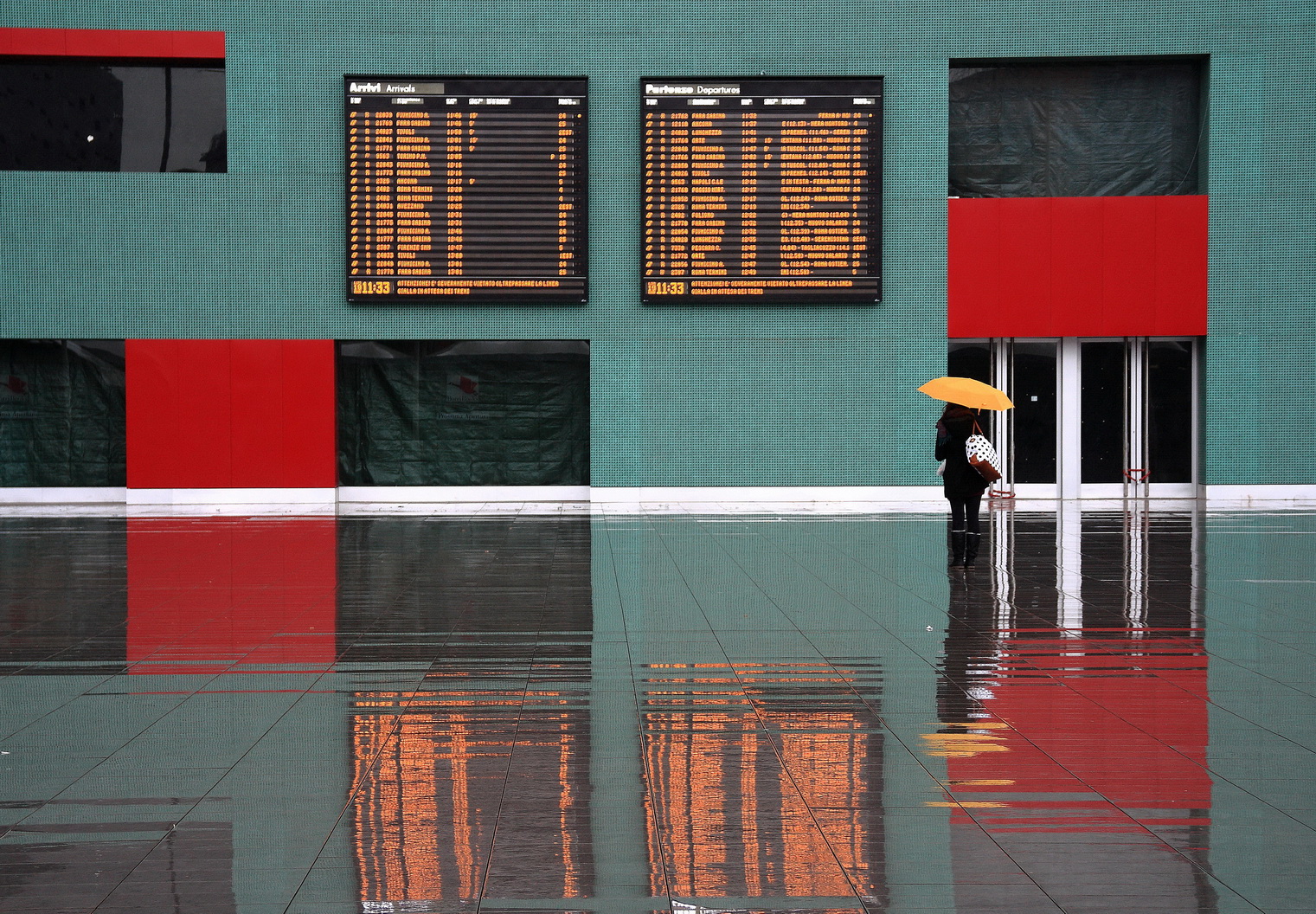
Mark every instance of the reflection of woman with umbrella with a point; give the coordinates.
(961, 482)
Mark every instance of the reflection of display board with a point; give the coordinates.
(761, 191)
(466, 190)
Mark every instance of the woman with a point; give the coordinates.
(961, 482)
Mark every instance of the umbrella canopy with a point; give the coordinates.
(966, 391)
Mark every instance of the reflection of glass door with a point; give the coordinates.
(1094, 418)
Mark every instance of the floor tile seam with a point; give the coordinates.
(10, 735)
(666, 843)
(161, 840)
(123, 744)
(799, 793)
(1203, 614)
(1109, 714)
(866, 567)
(750, 577)
(1023, 660)
(652, 827)
(502, 803)
(351, 795)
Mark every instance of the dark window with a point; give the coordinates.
(1104, 389)
(1035, 411)
(1170, 411)
(62, 414)
(1082, 129)
(477, 413)
(112, 116)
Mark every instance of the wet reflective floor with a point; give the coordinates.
(633, 714)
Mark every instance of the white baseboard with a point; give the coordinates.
(232, 500)
(459, 494)
(62, 495)
(777, 498)
(1260, 495)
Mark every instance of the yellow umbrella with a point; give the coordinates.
(966, 391)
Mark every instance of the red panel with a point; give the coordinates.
(310, 431)
(255, 389)
(112, 42)
(209, 414)
(1078, 267)
(230, 595)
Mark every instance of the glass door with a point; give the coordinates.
(1093, 418)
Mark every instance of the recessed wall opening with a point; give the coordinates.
(62, 414)
(464, 413)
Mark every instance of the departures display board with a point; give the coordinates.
(466, 190)
(762, 190)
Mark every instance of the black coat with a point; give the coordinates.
(960, 481)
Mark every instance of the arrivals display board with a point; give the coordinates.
(466, 189)
(762, 190)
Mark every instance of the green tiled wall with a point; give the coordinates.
(681, 396)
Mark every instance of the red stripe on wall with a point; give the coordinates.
(219, 414)
(111, 42)
(1076, 267)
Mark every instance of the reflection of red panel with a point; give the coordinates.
(1078, 267)
(230, 414)
(207, 595)
(1121, 718)
(112, 42)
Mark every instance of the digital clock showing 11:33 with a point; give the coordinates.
(466, 189)
(762, 190)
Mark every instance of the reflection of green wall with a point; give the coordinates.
(679, 396)
(851, 593)
(1262, 732)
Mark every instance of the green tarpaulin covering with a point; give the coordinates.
- - -
▸ **YOUR OBJECTIVE**
Copy every line of the items above word for word, leaving out the pictures.

▸ **TASK RESULT**
Mark every instance of the reflection of woman with umbrella with a point; give the coordinates.
(961, 482)
Mark every instance of the reflection of display board with a point; give the coordinates.
(761, 191)
(466, 190)
Mark every instance of the woman with a point; give the coordinates.
(961, 482)
Mark every instance of the umbrella canopy with a point; give the coordinates.
(966, 391)
Mark every instance of the reflection of glass door with a point; give the coordinates.
(1094, 418)
Mark every instance of the floor tile seam with a point; give the coordinates.
(10, 735)
(666, 843)
(161, 840)
(123, 744)
(799, 793)
(1203, 614)
(1109, 714)
(866, 567)
(750, 577)
(1023, 660)
(652, 827)
(502, 803)
(351, 795)
Mark every instance of the dark window with a point; give the coordinates.
(1104, 389)
(1035, 411)
(1170, 411)
(62, 414)
(1082, 129)
(477, 413)
(112, 116)
Mark every instance of the wet reflective floor with a point; give the coordinates.
(633, 714)
Mark every instance of the white baseboard with a point; give the coordinates.
(232, 500)
(459, 494)
(62, 495)
(777, 498)
(1260, 495)
Mark every instance of the yellow umbrella with a point; give the coordinates.
(966, 391)
Mark every instance of the red panel with a point; give the coordinates.
(310, 431)
(255, 389)
(112, 42)
(209, 414)
(1078, 267)
(230, 595)
Mark every instance of the glass door with a point; give the coordinates.
(1093, 418)
Mark every instance of the recessed wall opening with a point; give the coordinates.
(62, 414)
(464, 413)
Mark every instance of the departures display board with a point; give the coordinates.
(466, 190)
(762, 190)
Mark every instance of the black coat with a point; give the coordinates.
(960, 481)
Mark every instance of the arrivals display board with a point; give the coordinates.
(466, 189)
(762, 190)
Mark every instance of the green tiled wall with a point; give the coordinates.
(681, 396)
Mark every instance of the red stripe on wall with a point; give the coordinates.
(219, 414)
(111, 42)
(1076, 267)
Mark every instance of the reflection of red panel with a point; give the coordinates.
(1078, 267)
(230, 414)
(207, 595)
(1121, 718)
(112, 42)
Mark every instance of the digital clock showing 11:33 with a point; give the coordinates.
(466, 189)
(762, 190)
Mark every instance of the reflection of green wall with a point; give the coordinates.
(679, 396)
(851, 593)
(1262, 732)
Mark every instance of the green tarpaulin covering with a point; give the coordinates.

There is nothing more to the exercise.